§ TASK GOAL
Without including any images, reproduce each entry exactly.

* Begin DATA TO USE *

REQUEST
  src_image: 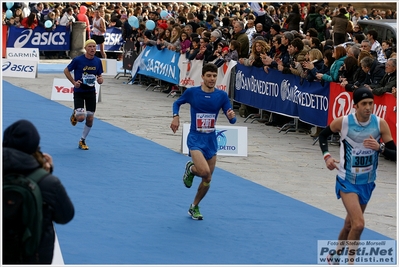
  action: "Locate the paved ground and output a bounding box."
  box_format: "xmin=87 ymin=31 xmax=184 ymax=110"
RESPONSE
xmin=3 ymin=61 xmax=397 ymax=239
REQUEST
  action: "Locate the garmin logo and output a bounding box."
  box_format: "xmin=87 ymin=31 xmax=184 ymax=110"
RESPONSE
xmin=13 ymin=29 xmax=66 ymax=48
xmin=1 ymin=61 xmax=11 ymax=71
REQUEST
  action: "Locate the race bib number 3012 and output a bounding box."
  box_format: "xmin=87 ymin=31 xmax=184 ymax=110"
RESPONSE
xmin=196 ymin=113 xmax=216 ymax=133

* End DATA TO USE *

§ RESPONSE
REQUEST
  src_image: 
  action: "Locate the paved ground and output a bounding box."
  box_format: "xmin=87 ymin=31 xmax=184 ymax=110"
RESPONSE
xmin=3 ymin=61 xmax=397 ymax=239
REQUEST
  action: "Locate the garmin logo and output a bounding box."
  box_format: "xmin=87 ymin=31 xmax=184 ymax=110"
RESPONSE
xmin=13 ymin=29 xmax=66 ymax=48
xmin=1 ymin=61 xmax=11 ymax=71
REQUEST
  action: "Locate the race bib number 3012 and output a bounding box."
  box_format: "xmin=87 ymin=31 xmax=184 ymax=110"
RESPONSE
xmin=196 ymin=113 xmax=216 ymax=133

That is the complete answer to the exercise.